DIRECTION:
Copy every one of the following records verbatim, line by line.

EXTRACTED DATA:
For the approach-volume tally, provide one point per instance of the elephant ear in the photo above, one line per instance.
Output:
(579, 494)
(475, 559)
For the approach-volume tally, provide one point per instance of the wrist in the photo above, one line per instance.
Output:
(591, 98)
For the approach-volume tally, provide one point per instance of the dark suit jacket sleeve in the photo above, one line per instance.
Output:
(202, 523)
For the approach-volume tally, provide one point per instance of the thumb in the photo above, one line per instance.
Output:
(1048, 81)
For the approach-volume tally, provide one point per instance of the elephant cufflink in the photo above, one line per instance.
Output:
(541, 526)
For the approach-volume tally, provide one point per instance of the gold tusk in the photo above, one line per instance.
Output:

REPLY:
For the approach-volume tally, provide one point per instance of the elephant ear in the photo above, one line per instance.
Output:
(579, 494)
(475, 559)
For the approach-volume tally, provide one point per instance of the wrist in the photo above, one line per instance.
Output:
(591, 98)
For the approach-volume tally, provide one point per instance of the dark suit jacket sleeve in the photo above, one line per instance.
Output:
(202, 523)
For the approach-volume tally, provide one point per instance of the thumb in the photo above, one line per instance.
Output:
(1048, 81)
For the approach-volume tally, provide one point per instance of the elephant cufflink in the photo above, one line per instance.
Output:
(541, 526)
For the approach-volume tally, provide one point per instance of the gold tusk in the photo above, one line per instance.
Output:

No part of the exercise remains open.